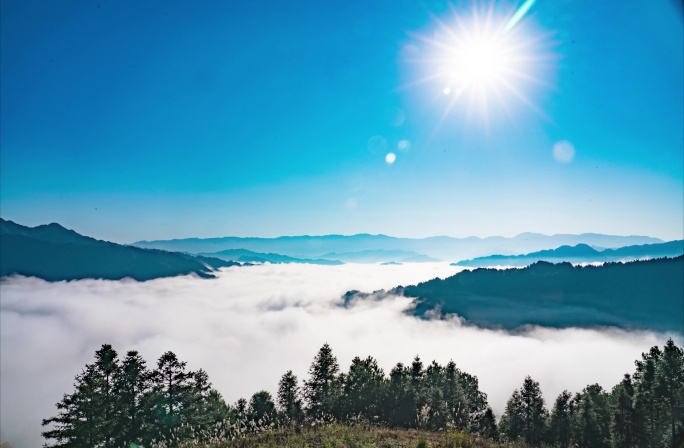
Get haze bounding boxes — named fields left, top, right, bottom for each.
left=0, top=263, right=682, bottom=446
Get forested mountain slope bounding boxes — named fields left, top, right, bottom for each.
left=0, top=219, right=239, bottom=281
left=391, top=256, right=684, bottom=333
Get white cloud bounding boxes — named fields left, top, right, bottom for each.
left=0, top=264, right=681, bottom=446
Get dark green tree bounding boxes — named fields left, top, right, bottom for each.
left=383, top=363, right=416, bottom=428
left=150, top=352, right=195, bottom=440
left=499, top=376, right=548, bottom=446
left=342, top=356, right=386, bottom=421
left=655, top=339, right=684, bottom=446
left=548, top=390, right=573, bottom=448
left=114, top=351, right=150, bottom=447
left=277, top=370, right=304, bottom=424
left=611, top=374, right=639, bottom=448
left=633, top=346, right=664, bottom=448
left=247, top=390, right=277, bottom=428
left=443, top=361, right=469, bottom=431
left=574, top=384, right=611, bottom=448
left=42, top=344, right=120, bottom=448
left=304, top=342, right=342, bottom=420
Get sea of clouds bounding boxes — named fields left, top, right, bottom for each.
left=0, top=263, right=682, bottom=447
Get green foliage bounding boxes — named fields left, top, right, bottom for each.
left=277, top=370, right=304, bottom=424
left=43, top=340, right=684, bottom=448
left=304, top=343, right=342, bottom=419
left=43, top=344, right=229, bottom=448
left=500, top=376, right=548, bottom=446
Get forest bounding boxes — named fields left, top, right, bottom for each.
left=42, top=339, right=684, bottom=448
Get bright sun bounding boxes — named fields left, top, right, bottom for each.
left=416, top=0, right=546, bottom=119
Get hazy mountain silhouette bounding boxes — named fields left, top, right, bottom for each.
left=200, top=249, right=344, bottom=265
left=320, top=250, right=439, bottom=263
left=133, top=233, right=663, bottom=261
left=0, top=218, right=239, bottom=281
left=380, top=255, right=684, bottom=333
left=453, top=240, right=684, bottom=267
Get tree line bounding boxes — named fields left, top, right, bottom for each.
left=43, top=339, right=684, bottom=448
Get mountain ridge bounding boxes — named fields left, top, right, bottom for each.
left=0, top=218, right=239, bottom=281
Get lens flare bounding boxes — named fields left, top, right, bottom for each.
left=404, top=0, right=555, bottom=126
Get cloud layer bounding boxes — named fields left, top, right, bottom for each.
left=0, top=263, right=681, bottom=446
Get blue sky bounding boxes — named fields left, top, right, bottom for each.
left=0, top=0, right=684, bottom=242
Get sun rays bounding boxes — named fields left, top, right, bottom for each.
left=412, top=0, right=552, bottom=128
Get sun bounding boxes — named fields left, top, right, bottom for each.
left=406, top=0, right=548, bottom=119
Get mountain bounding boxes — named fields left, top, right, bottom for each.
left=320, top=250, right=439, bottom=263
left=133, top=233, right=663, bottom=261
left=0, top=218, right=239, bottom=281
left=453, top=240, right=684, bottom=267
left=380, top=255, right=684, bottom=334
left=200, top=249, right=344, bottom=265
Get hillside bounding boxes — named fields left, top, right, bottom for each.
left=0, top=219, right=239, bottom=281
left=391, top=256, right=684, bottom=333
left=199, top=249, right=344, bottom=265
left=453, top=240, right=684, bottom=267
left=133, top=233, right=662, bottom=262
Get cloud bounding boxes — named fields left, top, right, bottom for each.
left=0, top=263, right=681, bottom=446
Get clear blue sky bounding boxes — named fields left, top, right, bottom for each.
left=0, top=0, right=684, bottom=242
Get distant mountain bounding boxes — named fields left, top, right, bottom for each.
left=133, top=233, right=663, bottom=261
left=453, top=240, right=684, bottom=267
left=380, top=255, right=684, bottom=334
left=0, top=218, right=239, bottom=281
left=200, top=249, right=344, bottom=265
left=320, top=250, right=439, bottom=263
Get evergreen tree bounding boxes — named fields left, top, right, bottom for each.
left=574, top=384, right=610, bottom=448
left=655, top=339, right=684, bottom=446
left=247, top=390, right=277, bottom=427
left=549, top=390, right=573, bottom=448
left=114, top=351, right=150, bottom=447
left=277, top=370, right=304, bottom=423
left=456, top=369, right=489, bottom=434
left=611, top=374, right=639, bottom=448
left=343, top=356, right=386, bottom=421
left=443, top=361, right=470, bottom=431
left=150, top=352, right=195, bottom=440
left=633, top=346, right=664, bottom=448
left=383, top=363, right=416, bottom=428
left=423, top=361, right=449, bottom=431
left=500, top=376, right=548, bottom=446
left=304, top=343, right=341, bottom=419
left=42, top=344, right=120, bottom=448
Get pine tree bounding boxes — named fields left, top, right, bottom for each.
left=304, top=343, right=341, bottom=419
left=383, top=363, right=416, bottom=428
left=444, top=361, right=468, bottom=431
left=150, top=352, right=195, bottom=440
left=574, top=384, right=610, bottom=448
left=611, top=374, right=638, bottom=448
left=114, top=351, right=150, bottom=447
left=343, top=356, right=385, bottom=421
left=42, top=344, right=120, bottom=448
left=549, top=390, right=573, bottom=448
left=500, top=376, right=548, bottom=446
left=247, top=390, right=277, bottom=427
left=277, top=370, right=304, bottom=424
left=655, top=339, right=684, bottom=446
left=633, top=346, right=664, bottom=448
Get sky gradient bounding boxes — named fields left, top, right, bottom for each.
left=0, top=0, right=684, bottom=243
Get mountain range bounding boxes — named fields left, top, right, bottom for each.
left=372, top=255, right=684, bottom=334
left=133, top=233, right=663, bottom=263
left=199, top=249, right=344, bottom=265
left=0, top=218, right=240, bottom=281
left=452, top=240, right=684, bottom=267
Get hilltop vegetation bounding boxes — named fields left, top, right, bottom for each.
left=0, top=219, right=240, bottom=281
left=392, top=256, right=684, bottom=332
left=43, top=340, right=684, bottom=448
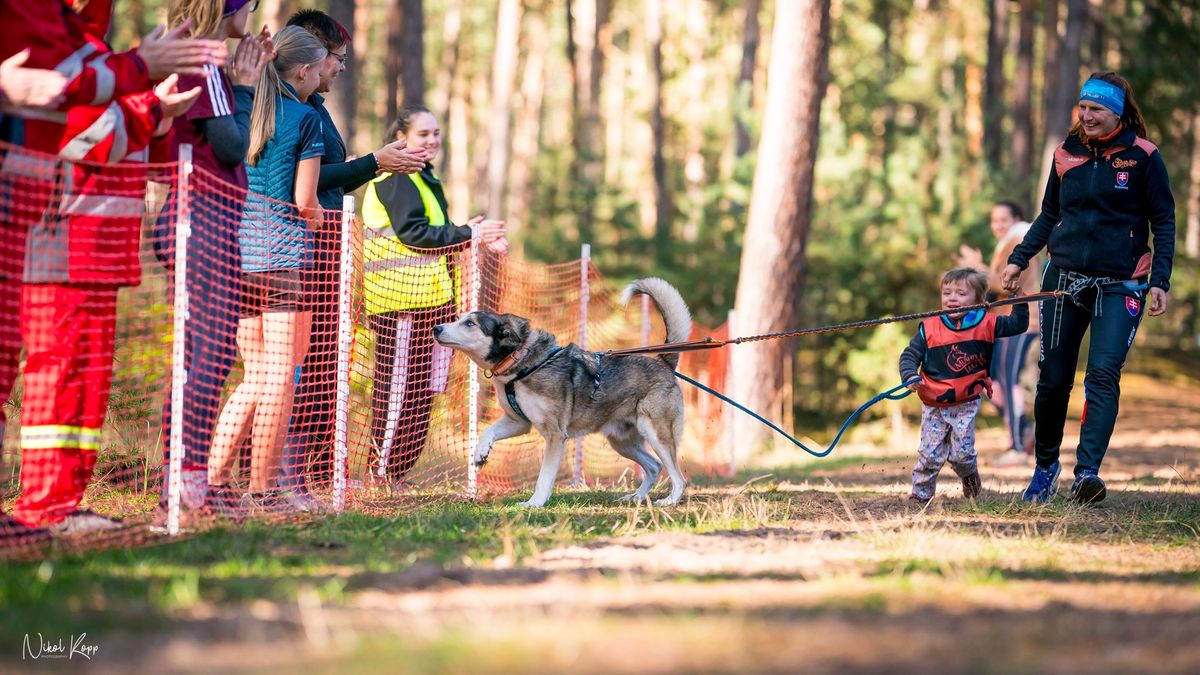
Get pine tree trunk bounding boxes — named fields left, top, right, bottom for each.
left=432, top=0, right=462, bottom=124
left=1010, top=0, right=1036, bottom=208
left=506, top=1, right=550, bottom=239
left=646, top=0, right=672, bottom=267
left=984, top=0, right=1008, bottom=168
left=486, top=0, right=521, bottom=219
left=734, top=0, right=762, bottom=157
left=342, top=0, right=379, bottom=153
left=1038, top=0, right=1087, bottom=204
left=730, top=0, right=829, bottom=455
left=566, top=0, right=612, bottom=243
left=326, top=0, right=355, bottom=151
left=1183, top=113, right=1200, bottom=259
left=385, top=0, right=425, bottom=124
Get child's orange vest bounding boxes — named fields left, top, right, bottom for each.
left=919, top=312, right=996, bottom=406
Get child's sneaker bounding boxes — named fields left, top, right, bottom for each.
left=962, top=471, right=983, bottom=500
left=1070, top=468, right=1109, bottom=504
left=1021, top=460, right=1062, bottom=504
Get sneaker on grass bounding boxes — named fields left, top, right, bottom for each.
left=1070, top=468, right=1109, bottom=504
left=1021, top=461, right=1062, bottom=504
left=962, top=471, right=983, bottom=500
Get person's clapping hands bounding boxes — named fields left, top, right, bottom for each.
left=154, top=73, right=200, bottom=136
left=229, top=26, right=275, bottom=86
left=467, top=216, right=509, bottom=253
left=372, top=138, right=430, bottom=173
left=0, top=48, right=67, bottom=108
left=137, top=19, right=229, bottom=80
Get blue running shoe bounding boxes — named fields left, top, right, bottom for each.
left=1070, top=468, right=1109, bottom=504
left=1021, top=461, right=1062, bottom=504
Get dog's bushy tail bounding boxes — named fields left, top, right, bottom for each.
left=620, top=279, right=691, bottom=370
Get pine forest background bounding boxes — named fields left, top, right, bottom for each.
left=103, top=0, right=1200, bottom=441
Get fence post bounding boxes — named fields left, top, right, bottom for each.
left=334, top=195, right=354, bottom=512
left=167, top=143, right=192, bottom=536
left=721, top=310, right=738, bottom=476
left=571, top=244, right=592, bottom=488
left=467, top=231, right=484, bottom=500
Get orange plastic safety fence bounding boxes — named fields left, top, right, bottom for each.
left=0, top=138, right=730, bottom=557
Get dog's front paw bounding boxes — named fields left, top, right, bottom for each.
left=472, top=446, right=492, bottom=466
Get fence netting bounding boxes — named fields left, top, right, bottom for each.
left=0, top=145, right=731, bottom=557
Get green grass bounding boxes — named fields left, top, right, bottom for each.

────────────────

# Exercise requirements
Rewrite the lines above as a numbered list, from the line containing "Get pine tree bounding" to the line containing "left=343, top=356, right=385, bottom=421", both included. Leave out any blank lines.

# Written solution
1. Get pine tree bounding boxes — named fields left, top, right, bottom for each.
2. left=304, top=343, right=341, bottom=419
3. left=383, top=363, right=416, bottom=428
4. left=444, top=361, right=468, bottom=431
5. left=150, top=352, right=195, bottom=440
6. left=574, top=384, right=610, bottom=448
7. left=611, top=374, right=638, bottom=448
8. left=114, top=351, right=150, bottom=447
9. left=343, top=356, right=385, bottom=421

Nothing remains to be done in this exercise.